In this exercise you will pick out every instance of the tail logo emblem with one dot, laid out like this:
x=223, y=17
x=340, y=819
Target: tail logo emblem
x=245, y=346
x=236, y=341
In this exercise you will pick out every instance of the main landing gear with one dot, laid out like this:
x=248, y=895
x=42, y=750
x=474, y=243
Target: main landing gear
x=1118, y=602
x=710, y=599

----------------------------------------

> Given problem
Rewrite the rows above, changing "landing gear" to "undercarriage" everywhere it occurs and leaving everything else as it is.

> Output of the task
In this exercise you will pick out every instance of the tail logo emblem with one dot, laid out like this:
x=223, y=17
x=340, y=819
Target: tail logo emblem
x=245, y=346
x=236, y=341
In this exercise you will pick out every instance of the main undercarriage with one dot, laid out like this:
x=248, y=895
x=42, y=750
x=474, y=243
Target: main undercarriage
x=1118, y=602
x=710, y=599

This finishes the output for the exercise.